*** Extracted data ***

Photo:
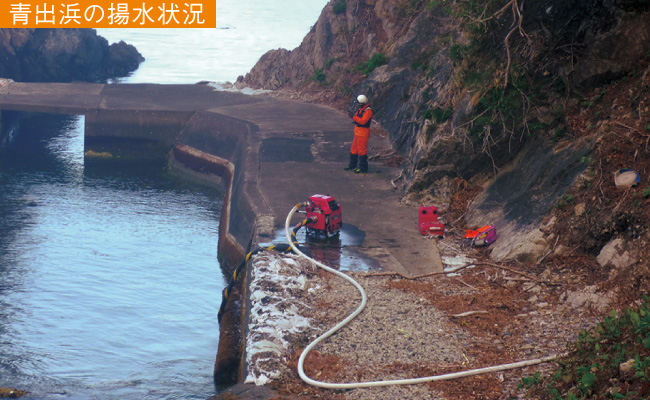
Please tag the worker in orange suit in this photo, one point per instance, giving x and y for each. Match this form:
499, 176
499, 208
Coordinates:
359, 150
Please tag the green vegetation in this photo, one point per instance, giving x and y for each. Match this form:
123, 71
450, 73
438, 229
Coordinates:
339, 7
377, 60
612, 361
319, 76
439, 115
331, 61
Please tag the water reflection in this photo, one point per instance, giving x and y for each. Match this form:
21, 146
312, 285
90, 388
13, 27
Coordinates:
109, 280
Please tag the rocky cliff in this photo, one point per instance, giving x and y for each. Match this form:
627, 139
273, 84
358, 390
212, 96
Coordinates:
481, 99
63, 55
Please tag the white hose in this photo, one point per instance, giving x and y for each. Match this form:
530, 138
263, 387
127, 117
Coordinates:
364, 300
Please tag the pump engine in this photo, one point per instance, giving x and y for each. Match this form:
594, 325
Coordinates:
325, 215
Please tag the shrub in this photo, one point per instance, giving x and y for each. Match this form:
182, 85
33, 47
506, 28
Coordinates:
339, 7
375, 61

*** End of Extracted data ***
*** Extracted data ***

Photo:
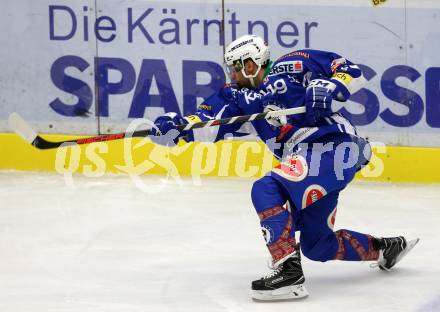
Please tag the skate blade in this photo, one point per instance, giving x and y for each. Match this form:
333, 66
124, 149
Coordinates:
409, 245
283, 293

*** End of Extracted data ***
*** Extracted data ***

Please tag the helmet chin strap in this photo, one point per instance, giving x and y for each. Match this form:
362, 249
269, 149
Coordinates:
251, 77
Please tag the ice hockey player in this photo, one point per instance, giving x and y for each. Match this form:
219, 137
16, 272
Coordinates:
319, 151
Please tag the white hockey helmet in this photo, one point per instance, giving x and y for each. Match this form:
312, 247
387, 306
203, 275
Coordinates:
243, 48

*** End of Extracted data ***

# Task prompt
Your reply should be a single number: how many lines in the listing above include the string "helmet".

# Finished task
2